Directions.
Extract the records in full, leaving every picture out.

Data to examine.
◆ ◆ ◆ ◆

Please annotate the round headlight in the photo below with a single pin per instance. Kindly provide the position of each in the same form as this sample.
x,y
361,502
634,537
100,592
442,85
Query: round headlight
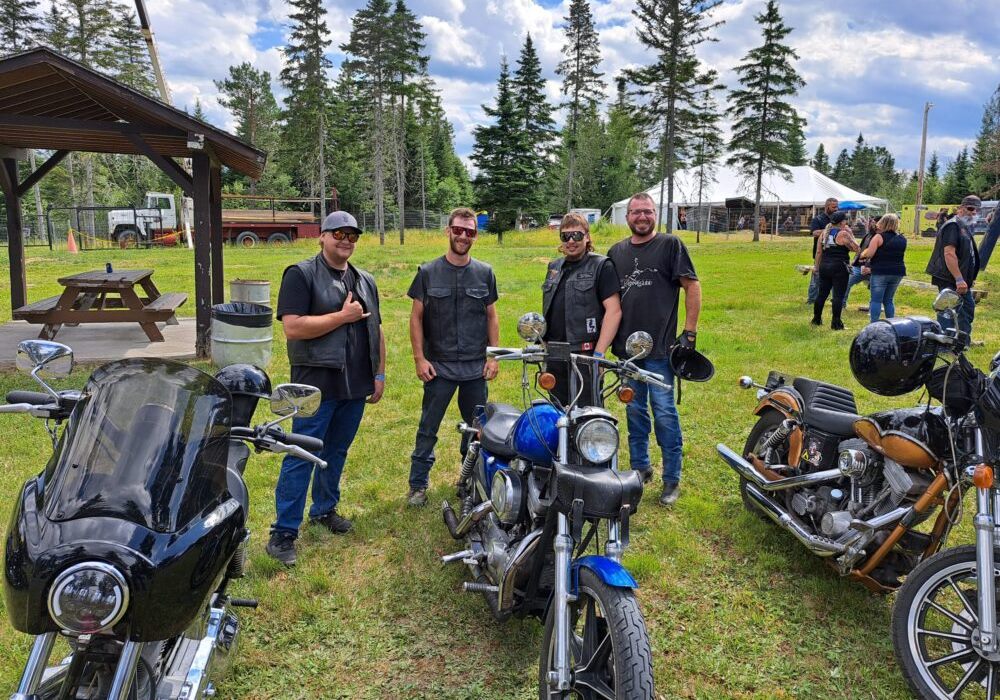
x,y
597,440
88,597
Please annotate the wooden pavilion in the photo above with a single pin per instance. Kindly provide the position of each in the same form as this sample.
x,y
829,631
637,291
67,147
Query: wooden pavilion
x,y
52,103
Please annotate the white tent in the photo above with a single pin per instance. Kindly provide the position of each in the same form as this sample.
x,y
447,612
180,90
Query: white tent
x,y
807,187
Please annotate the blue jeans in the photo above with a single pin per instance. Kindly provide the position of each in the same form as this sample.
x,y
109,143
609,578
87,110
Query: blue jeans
x,y
883,294
336,423
966,311
666,423
989,241
438,393
851,281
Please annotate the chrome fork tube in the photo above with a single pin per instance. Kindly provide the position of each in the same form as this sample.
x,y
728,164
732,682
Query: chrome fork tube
x,y
35,667
125,672
559,677
984,523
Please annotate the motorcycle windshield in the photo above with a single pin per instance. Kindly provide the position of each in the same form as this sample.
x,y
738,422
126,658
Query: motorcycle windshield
x,y
147,443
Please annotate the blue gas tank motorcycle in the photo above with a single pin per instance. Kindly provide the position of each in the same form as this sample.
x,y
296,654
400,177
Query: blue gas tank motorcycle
x,y
534,488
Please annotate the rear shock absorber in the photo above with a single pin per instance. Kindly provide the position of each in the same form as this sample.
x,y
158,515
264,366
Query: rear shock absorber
x,y
471,455
778,436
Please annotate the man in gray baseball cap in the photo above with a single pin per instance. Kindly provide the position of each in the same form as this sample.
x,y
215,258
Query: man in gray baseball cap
x,y
330,313
954,263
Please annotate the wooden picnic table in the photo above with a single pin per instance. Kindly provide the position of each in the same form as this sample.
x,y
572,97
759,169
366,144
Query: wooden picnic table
x,y
104,297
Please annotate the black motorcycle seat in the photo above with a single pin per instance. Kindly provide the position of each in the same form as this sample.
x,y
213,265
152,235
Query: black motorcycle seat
x,y
827,407
496,434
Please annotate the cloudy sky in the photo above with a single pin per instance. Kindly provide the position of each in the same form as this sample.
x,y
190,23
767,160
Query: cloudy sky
x,y
869,64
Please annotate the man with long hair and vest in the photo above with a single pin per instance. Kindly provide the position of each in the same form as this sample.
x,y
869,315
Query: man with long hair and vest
x,y
653,269
582,308
954,263
330,313
452,321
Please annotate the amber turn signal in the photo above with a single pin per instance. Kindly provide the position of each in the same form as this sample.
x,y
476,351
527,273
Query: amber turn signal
x,y
982,477
626,394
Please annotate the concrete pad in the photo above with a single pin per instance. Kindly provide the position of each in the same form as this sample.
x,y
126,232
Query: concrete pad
x,y
96,343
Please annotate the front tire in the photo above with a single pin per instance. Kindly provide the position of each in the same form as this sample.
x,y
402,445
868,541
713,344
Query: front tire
x,y
609,648
933,620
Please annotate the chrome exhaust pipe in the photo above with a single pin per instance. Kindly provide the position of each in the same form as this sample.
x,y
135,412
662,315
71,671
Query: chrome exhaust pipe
x,y
819,546
747,471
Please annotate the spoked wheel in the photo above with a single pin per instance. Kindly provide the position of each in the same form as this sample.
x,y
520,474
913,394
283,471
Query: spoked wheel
x,y
761,431
609,646
934,622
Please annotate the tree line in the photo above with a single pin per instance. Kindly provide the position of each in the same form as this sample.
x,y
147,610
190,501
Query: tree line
x,y
376,129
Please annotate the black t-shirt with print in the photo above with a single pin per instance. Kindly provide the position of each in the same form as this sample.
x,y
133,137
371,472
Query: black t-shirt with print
x,y
650,276
355,380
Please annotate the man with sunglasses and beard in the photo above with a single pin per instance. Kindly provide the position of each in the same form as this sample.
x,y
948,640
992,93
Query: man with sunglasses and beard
x,y
653,270
330,313
452,321
582,307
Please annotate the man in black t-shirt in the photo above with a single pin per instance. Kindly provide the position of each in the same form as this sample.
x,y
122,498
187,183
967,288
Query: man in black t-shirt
x,y
452,321
330,313
817,226
954,262
582,307
652,270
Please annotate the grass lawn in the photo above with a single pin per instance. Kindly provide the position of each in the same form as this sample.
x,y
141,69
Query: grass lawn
x,y
735,608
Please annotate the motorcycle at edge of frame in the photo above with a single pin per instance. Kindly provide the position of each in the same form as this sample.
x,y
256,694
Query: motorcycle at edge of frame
x,y
535,485
125,544
855,489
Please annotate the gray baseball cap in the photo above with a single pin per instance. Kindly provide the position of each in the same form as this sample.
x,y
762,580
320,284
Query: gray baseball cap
x,y
339,219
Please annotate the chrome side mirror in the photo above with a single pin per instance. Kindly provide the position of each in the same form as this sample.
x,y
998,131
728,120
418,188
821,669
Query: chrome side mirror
x,y
531,327
947,299
638,345
44,358
295,400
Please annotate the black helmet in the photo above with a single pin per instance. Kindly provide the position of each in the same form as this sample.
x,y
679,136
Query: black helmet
x,y
247,384
693,367
891,357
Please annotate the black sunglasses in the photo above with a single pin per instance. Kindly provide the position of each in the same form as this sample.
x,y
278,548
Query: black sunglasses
x,y
340,234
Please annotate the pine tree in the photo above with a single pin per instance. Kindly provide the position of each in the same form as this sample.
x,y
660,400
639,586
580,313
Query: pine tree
x,y
985,177
535,122
669,87
505,177
307,102
370,52
582,82
956,179
706,147
820,161
20,26
764,120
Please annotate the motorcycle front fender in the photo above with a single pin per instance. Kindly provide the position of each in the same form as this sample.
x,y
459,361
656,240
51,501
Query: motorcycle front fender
x,y
608,570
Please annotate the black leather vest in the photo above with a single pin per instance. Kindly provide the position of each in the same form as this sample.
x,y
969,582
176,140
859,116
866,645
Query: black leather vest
x,y
455,327
966,251
328,295
584,311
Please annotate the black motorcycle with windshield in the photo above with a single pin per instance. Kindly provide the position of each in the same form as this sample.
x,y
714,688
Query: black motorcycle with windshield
x,y
126,542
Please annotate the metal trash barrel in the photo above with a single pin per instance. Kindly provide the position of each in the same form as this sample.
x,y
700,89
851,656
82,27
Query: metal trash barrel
x,y
254,291
241,332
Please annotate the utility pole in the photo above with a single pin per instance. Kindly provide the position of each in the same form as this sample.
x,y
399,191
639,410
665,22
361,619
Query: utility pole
x,y
917,209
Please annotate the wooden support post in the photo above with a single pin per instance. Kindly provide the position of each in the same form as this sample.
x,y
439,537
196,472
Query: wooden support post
x,y
202,177
15,233
218,271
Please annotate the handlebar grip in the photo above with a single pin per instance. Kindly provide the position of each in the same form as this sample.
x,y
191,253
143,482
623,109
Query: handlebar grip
x,y
35,398
306,442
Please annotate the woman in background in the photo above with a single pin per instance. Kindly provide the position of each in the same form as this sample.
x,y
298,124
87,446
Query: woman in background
x,y
833,255
884,258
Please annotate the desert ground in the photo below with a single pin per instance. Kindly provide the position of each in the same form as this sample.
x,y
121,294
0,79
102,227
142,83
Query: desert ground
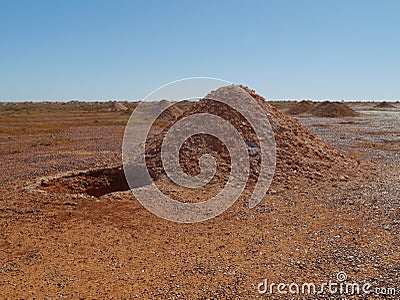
x,y
64,235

◆ ◆ ◆ ◆

Answer for the task.
Please annotate the round headlight in the photo below with a single pin per instance. Kindly provide the position of each in the same form as this sample.
x,y
361,502
634,537
100,592
442,85
Query: round headlight
x,y
597,440
88,597
Please annotate the wooden pavilion in the photo above with a single pin per instance. Kindly provide the position of each in the same form as this sample.
x,y
829,631
637,291
67,147
Query: wooden pavilion
x,y
52,103
Please annotate the white tent in the photo above with a single pin per instance. Kindly provide the position of each in the same form as this sample.
x,y
447,612
180,90
Query: white tent
x,y
807,187
Please annotate the blue jeans in the photo above with a single pin per instance. Kindly provide the position of each in the same form as this sample.
x,y
109,143
609,578
87,110
Query: blue jeans
x,y
883,294
336,423
966,311
666,423
989,241
438,393
851,281
Please annotate the chrome fork tube in the photo above with a single pin per instance. Kindly provide the position of each in the same form as this sample.
x,y
728,164
732,682
Query: chrome fork tube
x,y
35,667
125,672
559,677
984,523
Please annotate the motorcycle windshield in the photo above with a single pin per instance. Kindly provide the position of each in the same form as this sample.
x,y
738,422
126,658
Query: motorcycle windshield
x,y
147,443
Please annotate the blue gas tank motorcycle in the photo above with a single pin per instance. Kindly provide the position of each in the same form as this sample.
x,y
296,654
400,177
Query: blue gas tank motorcycle
x,y
534,488
Please annotate the rear shock absorber in the photo above with a single pin per instance. Kindly provide the position of each in the same form as this sample.
x,y
158,515
264,366
Query: rear shock absorber
x,y
471,455
778,436
Please annotate the man in gray baseball cap in the photo above with a single pin per instance. Kindly provide the position of each in the same form as this sample.
x,y
215,258
Query: man in gray baseball cap
x,y
330,313
954,263
Please annotate the wooden picnic table in the photo above with a single pin per instance. Kindly provide the position of each in the same form as this sample.
x,y
572,97
759,169
366,144
Query: wooden picnic table
x,y
104,297
Please annotate the black motorcycle seat in the photo above with a single pin per instance. Kindly provide the position of each in the same form as this sample.
x,y
213,265
152,235
Query: black motorcycle seat
x,y
827,407
496,434
Please annotate the cloudy sky in the photo above with a single pin per instance. Kindly provide the position of each in the same form as this sample.
x,y
190,23
767,160
Query: cloudy sky
x,y
869,64
Please annotate the man with long hair and vest in the photo above with a single pin per instance. Kindly provide the position of each in the same form as this sample.
x,y
869,315
Query: man with long hair and vest
x,y
653,269
582,308
954,263
330,313
452,321
Please annotate the amber turn signal in the photo above with a single pin per instance. Kindly provide the position of each in the same form as this sample.
x,y
476,351
527,273
Query: amber turn signal
x,y
982,477
626,394
Please annotate the concrete pad in the photo above with a single pin per instance. Kindly provide the position of each in the same form as this sample.
x,y
126,232
Query: concrete pad
x,y
96,343
Please annotate the front tire in the photo above with a single pin per instance. Kindly provide the position of each in the same form as this sample.
x,y
402,445
868,541
713,344
Query: front tire
x,y
609,648
933,620
Please annotate the chrome exhaust pipe in the photo above with a single pin per instance. Kindly provide the position of each in the same form as this sample.
x,y
135,412
662,315
71,671
Query: chrome exhaust pipe
x,y
819,546
747,471
Please annotate the spoked wheel in the photo above with a single pin per instance. Kindly provide the position of each in the same form as this sample.
x,y
520,474
913,394
283,471
Query: spoked wheel
x,y
761,431
609,646
934,622
Please annotate the tree line in the photo above with a single pin per instance. Kindly provide the position of each in the same form as this sample.
x,y
147,610
190,501
Query: tree line
x,y
376,129
Please annotate the black t-shirt with print in the photo above with a single pin per instance. Kindly provide the position of each in the same form as this sample.
x,y
133,137
371,472
Query: black t-shirt with print
x,y
650,276
355,380
Please annotate the man with sunglasses and beard in the photo above with a single pin per instance. Kindly provide the position of each in the same form as this sample.
x,y
948,640
992,93
Query: man with sunglasses and beard
x,y
653,270
330,313
452,321
582,307
Please annotate the man in black t-shirt in the photo above with a single pin per instance. Kindly provide the position of each in the same form as this sample.
x,y
122,498
187,183
967,288
Query: man in black t-shirt
x,y
452,321
330,313
817,226
954,262
582,307
652,270
Please annotate the grass lawn in the photo above with a single pin per instance. Kindly provide the position of each in the same form as this sample.
x,y
141,69
Query: grass lawn
x,y
735,608
Please annotate the motorcycle at edge of frame in the photo above with a single pin per instance. Kindly provide the position of each in the same form as this sample.
x,y
256,694
Query: motorcycle at edge of frame
x,y
535,485
125,544
855,489
Please annotate the gray baseball cap in the photo above with a single pin per instance. Kindly provide the position of each in the same form as this sample.
x,y
762,580
320,284
Query: gray baseball cap
x,y
339,219
Please annotate the chrome side mirror in the photo above with a single pin per instance. Kindly provide the position of each in the same form as this sample.
x,y
998,131
728,120
418,188
821,669
Query: chrome side mirror
x,y
531,327
947,299
638,345
44,358
295,400
Please annotate the black helmet in the photo above with a single pin per instance. Kindly provide the position of each in the same form as this sample.
x,y
679,136
Query: black helmet
x,y
247,384
693,367
891,357
Please annotate the black sunglasses in the photo above with a single pin per instance. Kindly provide the position of each in the same form as this sample.
x,y
278,548
Query: black sunglasses
x,y
340,234
Please annotate the pine tree in the photo above with a single pin per instance. Kindly provide the position of each in the same form as this sample.
x,y
660,400
639,586
580,313
Query: pine tree
x,y
985,177
535,122
669,87
505,177
307,102
370,52
582,82
956,179
706,147
820,161
20,26
764,120
Please annotate the motorcycle front fender in the photo above with a single pin per instance. Kindly provide the position of each in the same form as this sample.
x,y
459,361
656,240
51,501
Query: motorcycle front fender
x,y
608,570
Please annotate the black leather vest in the photo above with a single pin per instance. Kindly provide the position of each in the same form as this sample.
x,y
969,582
176,140
859,116
866,645
Query: black leather vest
x,y
455,327
966,251
328,295
584,311
Please annotate the black motorcycle with windshield in the photo above with a single pin per instance. Kindly provide the position of each in the same form as this sample.
x,y
714,688
Query: black motorcycle with windshield
x,y
126,542
Please annotate the metal trash barrel in the photo above with a single pin per instance. Kindly provide the position of each in the same form as this sample.
x,y
700,89
851,656
82,27
Query: metal trash barrel
x,y
254,291
241,332
Please annotate the utility pole in the photo above with a single pin per instance. Kindly provide the position of each in the same form as this sample.
x,y
399,191
639,410
665,22
361,619
Query: utility pole
x,y
917,209
Please annotate the wooden support post in the photo above with a single pin per instance. Kindly provide the position of each in the same form as this sample.
x,y
439,537
196,472
Query: wooden support post
x,y
202,177
15,233
218,271
Please annotate the handlebar grip in the photo above with a single pin per instance. Kindly provide the position of each in the same form as this sample.
x,y
191,253
143,482
623,109
Query: handlebar grip
x,y
35,398
306,442
Please annotate the woman in background in the photo above with a single pin per instance. Kindly provide the position of each in the same form as this sample.
x,y
298,124
87,446
Query: woman in background
x,y
833,255
884,258
Please annotate the desert ground in the photo below with a single pin per instance. Kindly provide the position of each in the same form as this sample.
x,y
121,294
0,79
102,227
142,83
Query: desert ground
x,y
64,235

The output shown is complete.